Data
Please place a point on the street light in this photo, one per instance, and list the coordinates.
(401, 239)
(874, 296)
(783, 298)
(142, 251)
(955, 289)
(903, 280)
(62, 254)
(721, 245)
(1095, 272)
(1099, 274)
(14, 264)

What to do
Rewrite every line of the records above, including the requests, with each coordinate in the answers scaled by 1.6 and rounded to the nearest whole number, halves rounded up.

Solution for this exercise
Please place a point on the street light in this photo, one per instance, and list the coordinates.
(642, 382)
(1398, 474)
(1253, 477)
(227, 402)
(1528, 462)
(1445, 448)
(99, 406)
(1154, 392)
(1752, 435)
(1758, 438)
(22, 422)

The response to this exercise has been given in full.